→ STATED GOAL:
Quote the following material word for word, including every line.

→ ROWS:
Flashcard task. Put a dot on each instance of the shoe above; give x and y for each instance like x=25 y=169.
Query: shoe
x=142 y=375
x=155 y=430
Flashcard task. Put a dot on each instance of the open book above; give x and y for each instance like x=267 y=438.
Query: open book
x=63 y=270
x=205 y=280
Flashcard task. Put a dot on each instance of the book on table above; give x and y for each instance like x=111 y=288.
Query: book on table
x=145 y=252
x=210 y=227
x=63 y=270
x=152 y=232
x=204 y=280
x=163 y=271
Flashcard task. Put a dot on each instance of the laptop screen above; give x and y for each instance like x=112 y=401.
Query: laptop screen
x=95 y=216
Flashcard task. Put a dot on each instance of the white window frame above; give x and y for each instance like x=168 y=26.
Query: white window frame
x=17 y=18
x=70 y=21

→ SOLUTION BELOW:
Flashcard task. Put a dot on each instance of the shoe above; give x and y for each instance like x=25 y=169.
Query: shoe
x=142 y=375
x=155 y=430
Flashcard task. Put a dot on each instance of the open book above; give x and y for each instance like x=267 y=438.
Query: open book
x=63 y=270
x=205 y=280
Flashcard task. Put a dot on each instance of the book on table above; give x and y for each instance like x=111 y=288.
Query: book on table
x=145 y=252
x=210 y=227
x=63 y=270
x=152 y=232
x=204 y=280
x=163 y=271
Flashcard task. Put a dot on each instance of the laptop screen above; give x and y for each instance like x=112 y=401.
Query: laptop screen
x=95 y=216
Flashcard task. Put a dot on each instance of the white window frame above; give x and y for each instance like x=168 y=26.
Query: white window frame
x=17 y=18
x=70 y=21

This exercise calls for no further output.